***** Extrait du texte

"On me fait passer pour un porte-parole des antivax!" : rejugé par l'Ordre des médecins, le Professeur Joyeux sera-t-il de nouveau radié ?

01/07/2023 Par A.M.
Déontologie
Radié en première instance en 2016, réintégré en appel en 2018, avant que le Conseil d'Etat ne casse la décision en 2019, le Pr Henri Joyeux comparaissait de nouveau devant la chambre disciplinaire nationale de l'Ordre des médecins le 28 juin pour répondre de ses propos sur les vaccins. Au cœur des plaidoiries, la question de la liberté d'expression des médecins, et notamment des professeurs d'universités.

**********
***** Données étudiées

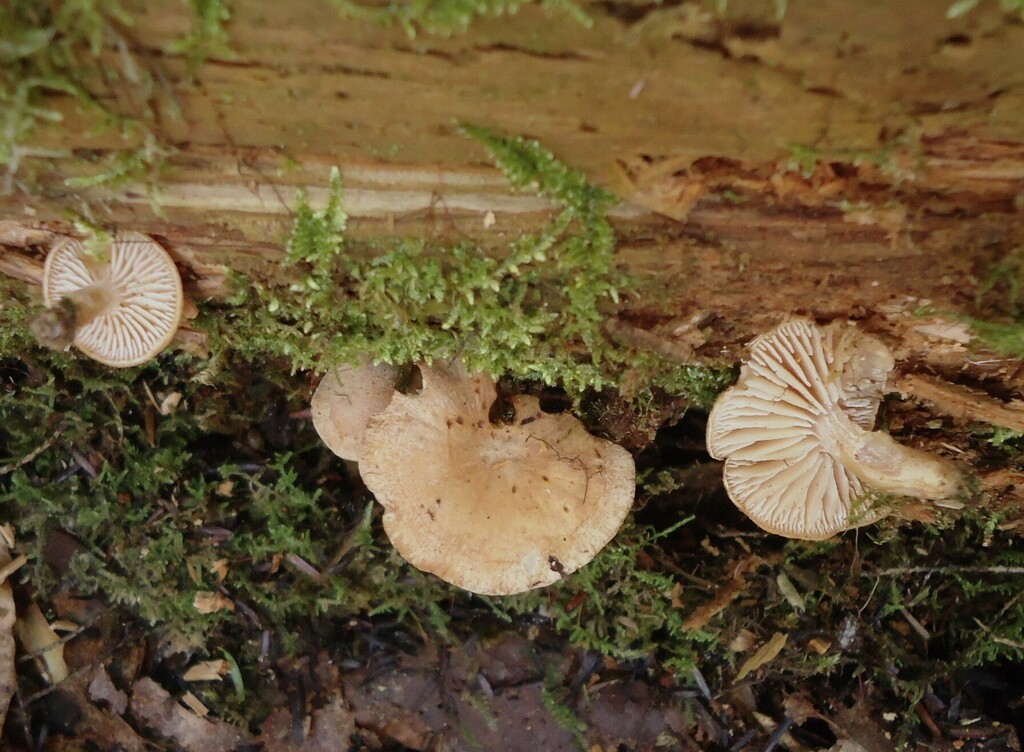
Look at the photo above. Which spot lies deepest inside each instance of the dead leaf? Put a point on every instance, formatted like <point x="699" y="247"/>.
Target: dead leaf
<point x="152" y="705"/>
<point x="767" y="653"/>
<point x="327" y="729"/>
<point x="791" y="593"/>
<point x="207" y="601"/>
<point x="39" y="639"/>
<point x="962" y="402"/>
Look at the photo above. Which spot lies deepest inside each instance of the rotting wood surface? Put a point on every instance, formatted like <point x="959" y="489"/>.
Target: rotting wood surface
<point x="683" y="115"/>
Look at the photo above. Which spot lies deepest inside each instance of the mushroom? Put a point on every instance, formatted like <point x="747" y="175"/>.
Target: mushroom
<point x="492" y="508"/>
<point x="795" y="432"/>
<point x="120" y="310"/>
<point x="344" y="402"/>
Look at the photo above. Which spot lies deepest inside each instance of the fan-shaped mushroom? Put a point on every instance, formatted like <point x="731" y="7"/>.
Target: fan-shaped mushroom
<point x="494" y="509"/>
<point x="121" y="311"/>
<point x="800" y="458"/>
<point x="345" y="400"/>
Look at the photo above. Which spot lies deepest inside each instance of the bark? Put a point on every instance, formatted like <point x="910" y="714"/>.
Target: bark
<point x="912" y="122"/>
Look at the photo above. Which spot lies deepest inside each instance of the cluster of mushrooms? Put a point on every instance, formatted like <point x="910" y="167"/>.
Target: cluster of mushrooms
<point x="503" y="507"/>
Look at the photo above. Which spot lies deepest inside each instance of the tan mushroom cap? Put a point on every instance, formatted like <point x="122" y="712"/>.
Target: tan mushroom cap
<point x="794" y="432"/>
<point x="345" y="400"/>
<point x="133" y="300"/>
<point x="494" y="509"/>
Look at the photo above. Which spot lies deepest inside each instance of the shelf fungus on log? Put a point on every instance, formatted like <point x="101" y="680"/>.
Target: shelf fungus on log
<point x="494" y="508"/>
<point x="801" y="458"/>
<point x="345" y="401"/>
<point x="121" y="309"/>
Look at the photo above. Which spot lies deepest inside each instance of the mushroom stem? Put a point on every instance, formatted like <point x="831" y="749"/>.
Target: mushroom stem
<point x="890" y="467"/>
<point x="55" y="327"/>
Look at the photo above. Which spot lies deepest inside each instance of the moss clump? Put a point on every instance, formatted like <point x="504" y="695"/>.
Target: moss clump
<point x="1003" y="292"/>
<point x="538" y="312"/>
<point x="446" y="16"/>
<point x="56" y="47"/>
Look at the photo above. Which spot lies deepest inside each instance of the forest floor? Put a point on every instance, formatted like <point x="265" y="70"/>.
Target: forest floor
<point x="193" y="569"/>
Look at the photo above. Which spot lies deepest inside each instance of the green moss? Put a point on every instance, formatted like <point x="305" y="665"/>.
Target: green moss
<point x="208" y="37"/>
<point x="1003" y="293"/>
<point x="56" y="48"/>
<point x="537" y="312"/>
<point x="446" y="16"/>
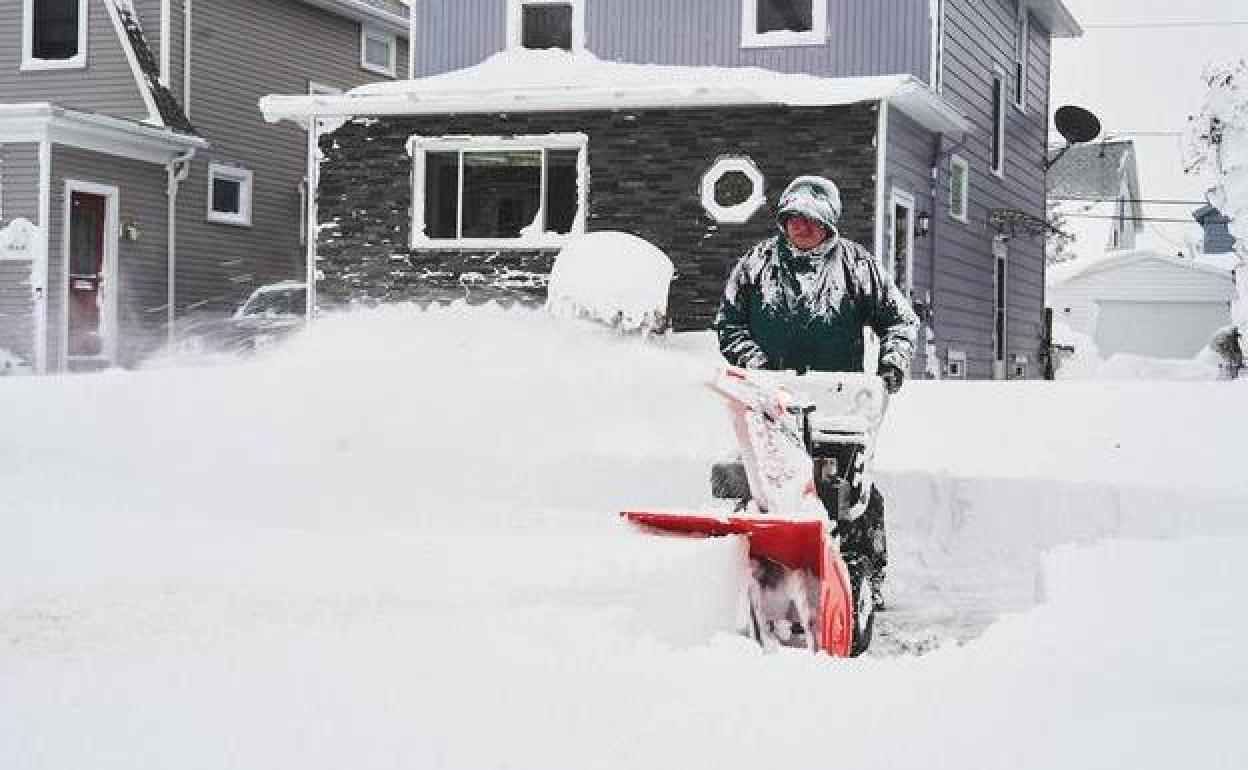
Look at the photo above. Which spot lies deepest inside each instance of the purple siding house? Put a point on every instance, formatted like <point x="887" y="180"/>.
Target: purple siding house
<point x="931" y="115"/>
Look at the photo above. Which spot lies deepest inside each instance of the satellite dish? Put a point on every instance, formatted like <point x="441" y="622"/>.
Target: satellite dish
<point x="1077" y="126"/>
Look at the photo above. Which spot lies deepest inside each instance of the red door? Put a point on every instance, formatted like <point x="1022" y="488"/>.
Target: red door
<point x="86" y="272"/>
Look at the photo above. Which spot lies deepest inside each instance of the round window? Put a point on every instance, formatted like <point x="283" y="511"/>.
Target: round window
<point x="731" y="190"/>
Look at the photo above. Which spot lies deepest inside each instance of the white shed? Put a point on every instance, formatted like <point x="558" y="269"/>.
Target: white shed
<point x="1142" y="302"/>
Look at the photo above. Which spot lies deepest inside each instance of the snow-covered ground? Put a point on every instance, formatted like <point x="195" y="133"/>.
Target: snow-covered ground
<point x="393" y="543"/>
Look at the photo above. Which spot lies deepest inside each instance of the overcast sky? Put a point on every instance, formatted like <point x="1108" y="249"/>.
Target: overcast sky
<point x="1147" y="79"/>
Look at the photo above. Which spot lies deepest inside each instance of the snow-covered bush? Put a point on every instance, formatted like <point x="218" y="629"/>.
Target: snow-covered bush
<point x="1217" y="147"/>
<point x="614" y="278"/>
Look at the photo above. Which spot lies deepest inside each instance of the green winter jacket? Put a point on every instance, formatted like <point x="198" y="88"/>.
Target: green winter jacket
<point x="794" y="311"/>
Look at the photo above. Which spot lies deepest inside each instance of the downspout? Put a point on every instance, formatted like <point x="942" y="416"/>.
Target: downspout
<point x="881" y="167"/>
<point x="43" y="296"/>
<point x="177" y="170"/>
<point x="186" y="56"/>
<point x="411" y="39"/>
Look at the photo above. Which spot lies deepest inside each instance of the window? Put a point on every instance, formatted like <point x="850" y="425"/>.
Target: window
<point x="959" y="187"/>
<point x="999" y="125"/>
<point x="1021" y="58"/>
<point x="54" y="34"/>
<point x="523" y="191"/>
<point x="955" y="366"/>
<point x="731" y="190"/>
<point x="378" y="51"/>
<point x="901" y="256"/>
<point x="779" y="23"/>
<point x="229" y="195"/>
<point x="546" y="24"/>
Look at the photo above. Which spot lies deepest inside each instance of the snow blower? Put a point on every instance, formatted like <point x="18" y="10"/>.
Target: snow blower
<point x="805" y="446"/>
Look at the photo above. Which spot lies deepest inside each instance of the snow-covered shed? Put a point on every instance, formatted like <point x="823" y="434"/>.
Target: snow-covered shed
<point x="1142" y="302"/>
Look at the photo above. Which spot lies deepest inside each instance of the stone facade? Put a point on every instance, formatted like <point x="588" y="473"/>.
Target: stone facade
<point x="645" y="169"/>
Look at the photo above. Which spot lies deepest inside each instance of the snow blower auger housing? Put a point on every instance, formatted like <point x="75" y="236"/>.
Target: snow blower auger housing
<point x="805" y="444"/>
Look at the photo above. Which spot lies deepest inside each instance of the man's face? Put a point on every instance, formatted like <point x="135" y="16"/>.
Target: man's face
<point x="804" y="233"/>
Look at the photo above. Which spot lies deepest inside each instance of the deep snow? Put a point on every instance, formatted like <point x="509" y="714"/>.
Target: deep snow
<point x="393" y="544"/>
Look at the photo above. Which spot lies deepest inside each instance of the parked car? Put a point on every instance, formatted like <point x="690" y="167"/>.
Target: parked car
<point x="267" y="316"/>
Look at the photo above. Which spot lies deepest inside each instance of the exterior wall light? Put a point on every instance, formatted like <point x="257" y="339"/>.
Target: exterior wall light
<point x="131" y="230"/>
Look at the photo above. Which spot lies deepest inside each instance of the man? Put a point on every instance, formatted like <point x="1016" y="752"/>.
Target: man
<point x="801" y="301"/>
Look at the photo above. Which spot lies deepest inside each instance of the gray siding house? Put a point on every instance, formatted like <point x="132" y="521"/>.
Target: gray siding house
<point x="931" y="115"/>
<point x="139" y="184"/>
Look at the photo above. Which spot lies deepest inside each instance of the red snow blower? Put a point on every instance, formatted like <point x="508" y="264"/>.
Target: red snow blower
<point x="805" y="443"/>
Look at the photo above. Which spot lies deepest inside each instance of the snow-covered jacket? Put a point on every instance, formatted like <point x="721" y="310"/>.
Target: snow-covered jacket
<point x="788" y="310"/>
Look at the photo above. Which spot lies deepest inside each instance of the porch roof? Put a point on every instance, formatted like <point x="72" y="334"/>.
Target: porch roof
<point x="558" y="81"/>
<point x="35" y="121"/>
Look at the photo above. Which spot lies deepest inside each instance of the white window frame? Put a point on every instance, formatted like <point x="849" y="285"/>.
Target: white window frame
<point x="516" y="21"/>
<point x="900" y="197"/>
<point x="743" y="211"/>
<point x="28" y="41"/>
<point x="955" y="365"/>
<point x="751" y="39"/>
<point x="390" y="39"/>
<point x="1022" y="58"/>
<point x="957" y="161"/>
<point x="999" y="91"/>
<point x="246" y="180"/>
<point x="418" y="146"/>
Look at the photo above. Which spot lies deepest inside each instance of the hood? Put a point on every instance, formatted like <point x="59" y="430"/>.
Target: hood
<point x="813" y="197"/>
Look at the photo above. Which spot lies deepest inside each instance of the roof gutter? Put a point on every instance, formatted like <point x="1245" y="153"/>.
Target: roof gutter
<point x="365" y="13"/>
<point x="911" y="96"/>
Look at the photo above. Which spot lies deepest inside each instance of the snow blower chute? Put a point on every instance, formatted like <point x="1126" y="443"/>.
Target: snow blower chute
<point x="805" y="442"/>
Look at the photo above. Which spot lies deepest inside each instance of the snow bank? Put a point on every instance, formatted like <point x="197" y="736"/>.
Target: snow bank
<point x="1086" y="362"/>
<point x="397" y="536"/>
<point x="613" y="277"/>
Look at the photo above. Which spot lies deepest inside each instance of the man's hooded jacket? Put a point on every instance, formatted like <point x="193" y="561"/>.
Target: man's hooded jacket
<point x="784" y="308"/>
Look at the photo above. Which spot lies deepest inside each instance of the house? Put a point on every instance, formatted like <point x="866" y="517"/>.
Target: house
<point x="137" y="181"/>
<point x="533" y="120"/>
<point x="1217" y="230"/>
<point x="1142" y="302"/>
<point x="1095" y="189"/>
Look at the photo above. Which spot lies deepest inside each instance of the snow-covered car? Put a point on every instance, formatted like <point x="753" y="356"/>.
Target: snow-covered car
<point x="271" y="313"/>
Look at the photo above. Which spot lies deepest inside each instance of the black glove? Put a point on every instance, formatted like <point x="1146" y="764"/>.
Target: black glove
<point x="892" y="377"/>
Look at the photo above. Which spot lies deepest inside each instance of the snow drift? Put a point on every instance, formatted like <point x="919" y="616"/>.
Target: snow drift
<point x="393" y="544"/>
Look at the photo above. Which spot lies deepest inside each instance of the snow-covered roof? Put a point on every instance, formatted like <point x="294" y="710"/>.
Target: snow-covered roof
<point x="1065" y="272"/>
<point x="1093" y="171"/>
<point x="1056" y="18"/>
<point x="552" y="80"/>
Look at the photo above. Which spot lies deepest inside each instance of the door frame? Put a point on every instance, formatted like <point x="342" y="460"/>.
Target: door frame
<point x="900" y="197"/>
<point x="111" y="237"/>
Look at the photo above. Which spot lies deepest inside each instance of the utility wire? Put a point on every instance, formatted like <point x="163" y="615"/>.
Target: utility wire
<point x="1163" y="25"/>
<point x="1158" y="201"/>
<point x="1110" y="216"/>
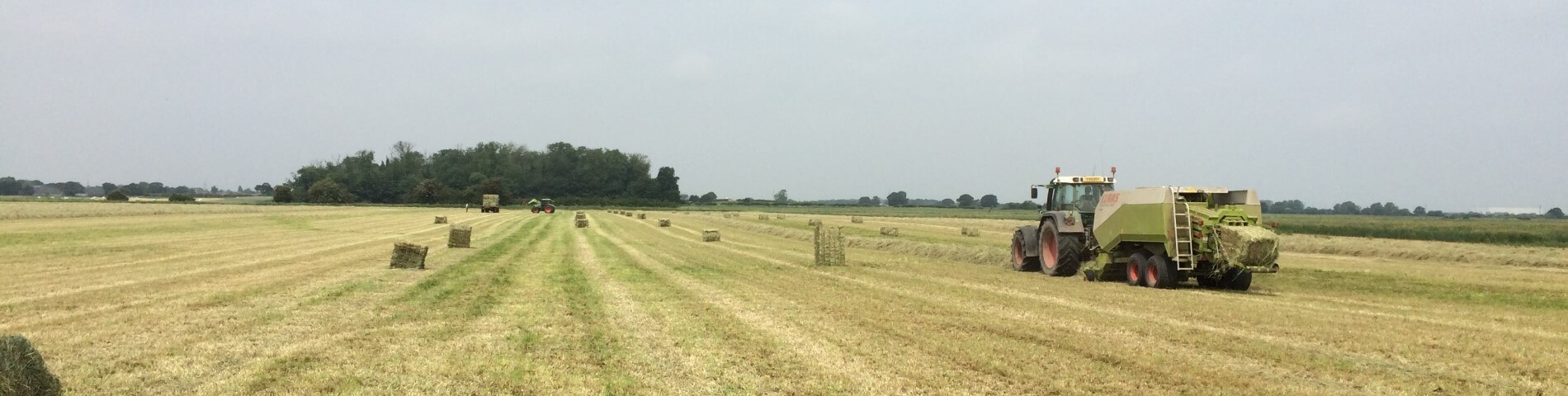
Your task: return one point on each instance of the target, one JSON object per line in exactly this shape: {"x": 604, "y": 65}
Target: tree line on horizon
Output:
{"x": 569, "y": 174}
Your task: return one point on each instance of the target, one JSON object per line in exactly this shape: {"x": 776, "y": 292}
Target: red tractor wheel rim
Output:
{"x": 1132, "y": 271}
{"x": 1050, "y": 246}
{"x": 1018, "y": 252}
{"x": 1153, "y": 276}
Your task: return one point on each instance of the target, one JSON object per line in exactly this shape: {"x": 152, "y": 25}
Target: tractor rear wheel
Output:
{"x": 1136, "y": 268}
{"x": 1159, "y": 273}
{"x": 1021, "y": 258}
{"x": 1060, "y": 254}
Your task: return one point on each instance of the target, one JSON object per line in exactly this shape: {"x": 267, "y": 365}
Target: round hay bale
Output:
{"x": 22, "y": 370}
{"x": 460, "y": 235}
{"x": 408, "y": 256}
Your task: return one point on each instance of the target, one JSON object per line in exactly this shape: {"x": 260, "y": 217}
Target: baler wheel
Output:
{"x": 1240, "y": 282}
{"x": 1159, "y": 273}
{"x": 1136, "y": 268}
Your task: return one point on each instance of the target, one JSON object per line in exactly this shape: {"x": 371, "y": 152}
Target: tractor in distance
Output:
{"x": 489, "y": 204}
{"x": 543, "y": 205}
{"x": 1148, "y": 237}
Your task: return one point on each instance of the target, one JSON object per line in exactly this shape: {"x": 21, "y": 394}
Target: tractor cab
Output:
{"x": 1074, "y": 193}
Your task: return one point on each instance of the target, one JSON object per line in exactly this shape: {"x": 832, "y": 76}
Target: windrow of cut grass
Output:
{"x": 1299, "y": 338}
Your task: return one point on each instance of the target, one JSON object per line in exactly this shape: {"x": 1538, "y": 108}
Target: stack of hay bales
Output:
{"x": 22, "y": 370}
{"x": 460, "y": 235}
{"x": 830, "y": 246}
{"x": 1247, "y": 244}
{"x": 408, "y": 256}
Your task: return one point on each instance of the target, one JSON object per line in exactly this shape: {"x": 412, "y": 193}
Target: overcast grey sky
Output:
{"x": 1456, "y": 106}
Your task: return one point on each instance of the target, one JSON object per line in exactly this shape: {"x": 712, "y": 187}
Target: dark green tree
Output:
{"x": 988, "y": 200}
{"x": 427, "y": 191}
{"x": 899, "y": 199}
{"x": 282, "y": 195}
{"x": 329, "y": 191}
{"x": 966, "y": 200}
{"x": 668, "y": 185}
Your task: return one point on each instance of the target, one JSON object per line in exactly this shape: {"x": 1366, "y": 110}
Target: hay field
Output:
{"x": 298, "y": 301}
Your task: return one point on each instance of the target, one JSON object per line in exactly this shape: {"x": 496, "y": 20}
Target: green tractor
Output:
{"x": 1146, "y": 237}
{"x": 543, "y": 205}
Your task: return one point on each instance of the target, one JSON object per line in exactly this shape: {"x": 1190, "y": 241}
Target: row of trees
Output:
{"x": 17, "y": 186}
{"x": 1377, "y": 209}
{"x": 460, "y": 176}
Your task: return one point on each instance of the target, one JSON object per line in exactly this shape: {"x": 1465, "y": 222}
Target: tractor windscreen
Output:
{"x": 1081, "y": 198}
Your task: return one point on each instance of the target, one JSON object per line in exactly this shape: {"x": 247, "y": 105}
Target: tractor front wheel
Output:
{"x": 1023, "y": 260}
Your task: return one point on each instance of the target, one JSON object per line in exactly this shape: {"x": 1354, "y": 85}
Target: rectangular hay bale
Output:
{"x": 460, "y": 235}
{"x": 829, "y": 243}
{"x": 408, "y": 256}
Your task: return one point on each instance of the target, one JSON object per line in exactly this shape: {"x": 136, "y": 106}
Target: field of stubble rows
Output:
{"x": 235, "y": 299}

**********

◆ Consigne de travail: Dans le paragraphe de l'extrait du texte qui commence par « Radié en première instance », relevez toutes les dates ou années liées à une étape de la procédure visant le Pr Henri Joyeux, avec l'étape correspondante.

◆ Corrigé:
- 2016 : radiation en première instance
- 2018 : réintégration en appel
- 2019 : le Conseil d'Etat casse la décision
- 28 juin : nouvelle comparution devant la chambre disciplinaire nationale de l'Ordre des médecins